» **Study text**:
>>>>>

A recent announcement by the Obama administration revealed that caps on consumer spending for out-of-pocket medical expenses – a major part of the healthcare reform initiative - will be put on hold until 2015.

The move – which was announced in February 2013 but gained notice when The New York Times reported on it on Aug. 14 – means that Americans will need to wait an additional year to take advantage of one of the most essential consumer protections outlined in the Patient Protection and Affordable Care Act, which was the first-ever attempt to limit personal spending for medical care.

Under the ACA, health plans' out-of-pocket limits for medical care and prescription drugs for individuals cannot exceed $6,350 a year. For families, this figure can't go beyond $12,700 annually, and this includes co-payments and deductibles, The New York Times reported.

<<<<<

» **Data excerpt**:

>>>>>

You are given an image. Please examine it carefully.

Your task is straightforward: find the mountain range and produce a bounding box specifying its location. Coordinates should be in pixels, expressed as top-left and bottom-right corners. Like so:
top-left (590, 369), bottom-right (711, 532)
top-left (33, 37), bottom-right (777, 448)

<<<<<

» **Exercise instructions**:
a) Decide whether each statement below agrees with the text on the delayed out-of-pocket caps. Answer yes or no for each, and quote the words of the text that settle it.
(i) The delay of the caps was announced in February 2013.
(ii) Under the ACA, a family's yearly out-of-pocket limit is $6,350.
(iii) The yearly limits leave out co-payments and deductibles.
b) Carry on the text about the delayed caps on out-of-pocket medical spending, picking up after its last sentence.

» **Results**:
a)
(i) Yes: "which was announced in February 2013"
(ii) No: "For families, this figure can't go beyond $12,700 annually"
(iii) No: "this includes co-payments and deductibles"

b)
"For people with complex chronic conditions, this decision contradicts the out-of-pocket provisions the patient community fought for in the ACA," Nancy Hughes of the National Health Council, a patient advocacy group, told ABC News. "It will be a major financial burden that will most certainly impact patient access to quality health care."

The benefits of consumer-directed healthcare plans
Changes to traditional insurance models stemming from healthcare reform make it imperative for employers to explore new options for employee medical coverage.

Consumer-directed healthcare plans are increasingly becoming a more attractive option to employers and workers alike because they provide individuals with a convenient and flexible way to balance medical spending and have comprehensive coverage.

Employers may be on the fence about whether to offer health savings accounts (HSAs) or health reimbursement arrangements (HRAs), and also how to make employer-sponsored benefit plans appealing to employees, especially those who are young.

A recent study by the ADP Research Institute found that just half of employees under age 30 who were eligible for employer health benefits chose to enroll in plans, compared to 70 percent of employees aged 40 or older.

To encourage younger workers to experience the benefits of these plans, researchers urged taking a more proactive approach.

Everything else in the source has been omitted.